# Critique my riding (I ask somewhat hesitantly)



## ACinATX (Sep 12, 2018)

I have so few videos of me riding. I'm so glad the instructor today took some. But watching them, I feel like, Pony really is a saint, putting up with my terrible riding. I still bounce terribly at the canter, and look at my terrible hands over the jumps. I don't know why I can't follow his motion in either case.

I just feel like I look so bad. What do you guys think? Any constructive criticism? Any suggestions?


----------



## tinyliny (Oct 31, 2009)

I don't have much advice, since I don't jump. I can see where you feel yourself bumping on Pony's saddle.
But I also see real improvement in 2022 vids, verses 2021 vid.

I dunno, I guess the two things that come to mind are to stay looser in your elbow , meaning allow more movement there, and try to keep more weight down into your feet . There is a feeling of your riding off your knees.
But , to be honest, it's hard to ride a small horse, and all that said, I don't know HOW to help you do those things. There have to be concrete suggestions.

honestly don't be down on yourself. you are riding out there with the donkeys and such and doing great!


----------



## gottatrot (Jan 9, 2011)

First, I noticed a couple of really good things. One is that your balance stayed with the horse, and you were well balanced all the time. Another is that your upper arm stayed with your torso, and that helped the balance too.
I could not see you interfering with your horse at any time. 

As far as the bouncing goes, I've seen endurance riders that bounce along for 50 miles or more rather than posting, and if it doesn't bother them or the horse I think that is fine.

If you wanted things to be a little more comfortable and smoother, I would suggest a couple of things. 
One is that I think if you were able to be a little bit looser/relaxed at the hips (not always possible in older riders, so bear that in mind), it would help you push your butt back over the saddle, which would keep you a little more centered and balanced over the horse. This photo shows where it would help:








You don't need to "fold" forward because you are with the horse with your upper body just right. But simply putting more bend in your hips, knees and ankles would help you "squat" a little more over your feet and you would be above the saddle seat instead of pushed forward a bit.
You always sit down appropriately, and I only saw you get slightly left behind once. But it would definitely improve your balance more if you could push your thighs down (as @bsms recently said might be a better way to think of it rather than heels down), and push your calves down the barrel as you rise so your weight went down your leg more.

That also would be the key to less bouncing at the canter, because it would keep your seat and weight slightly off the saddle, so you didn't touch down or hit it with your seat at the canter. Instead, you would take that shock in your legs, and it would be absorbed through your ankle, knee and hip joints.


----------



## Cordillera Cowboy (Jun 6, 2014)

I’m not one to critique jumping equitation. I would say how do you feel, rather than how do you look. That said, you looked at ease, and Pony seemed to take all the jumps and your direction easily.

Do you feel balanced and in control? Out of all of those jumps, I saw only one where you looked as if you got slightly left behind when Pony jumped. All the others, you looked balanced to me.


----------



## Part-Boarder (Aug 17, 2019)

That’s great how you have all the jumps set up in the field - looks super fun to ride.
::::
## [Task set]
• a. Reproduce the part of the riding critique thread that begins at the words "But , to be" and stops after "be concrete suggestions.".
• b. Carry on the riding critique thread from its last sentence.
The lines after this point come from a separate source.

## [Data provided]
::::
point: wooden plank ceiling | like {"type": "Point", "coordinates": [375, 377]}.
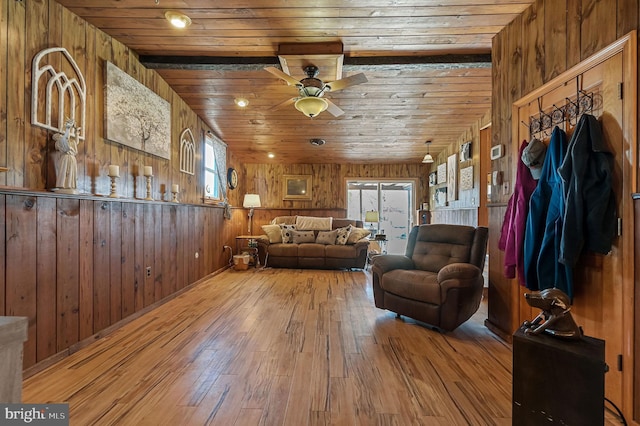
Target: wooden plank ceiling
::::
## [Answers for this exercise]
• a.
But , to be honest, it's hard to ride a small horse, and all that said, I don't know HOW to help you do those things. There have to be concrete suggestions.

• b.
Your riding looks quite fluid. Regarding the canter, my only thought would be that you do seem to be leaning forward even when not in two point for the actual jump. That positioning would cause you to bounce more so you might work on shifting your weight back in the saddle and into the stirrups. Exercises to build hip flexibility also help.


----------



## Acadianartist (Apr 21, 2015)

No real advice since I am not at the level where I could help you in any way, just want to say it's great to see an adult riding a pony! My daughter was out and about with Bella yesterday and I didn't think she looked disproportionately big on Bella. They will start going over cross-rails this summer, and will do a few schooling shows for Bella to start to get experience so I'm hoping people won't poke fun. 

It is hard to find your balance on a smaller horse, but you seem to manage very well, and given all the distractions in the field, I think you're doing great!


----------



## Horsef (May 1, 2014)

I am also not a jumper, more a recreational rider at similar level as yourself.

What I think is happening with your canter is that you aren’t actually sitting the canter but that you are subconsciously trying to be in semi-two-point or a forward seat. Most probably because it feels more comfortable or the horse is “asking” you to ride like that somehow. That’s what it looks like to me. There were some stretches where you were actually sitting the canter and you were not bouncing then. So maybe try and make it a deliberate choice, it will then be clearer to you what exactly is happening.

For the sitting canter: it helped me immensely when I realized that I am not supposed to actually wait for the horse but rather be a split nano second “ahead” of their movement. Only that way can you actually be in sync. If you wait for the horse you will be behind because it’s so fast, especially on a small horse.


----------



## bsms (Dec 31, 2010)

Not a jumper myself. From an Old School Forward Seat perspective...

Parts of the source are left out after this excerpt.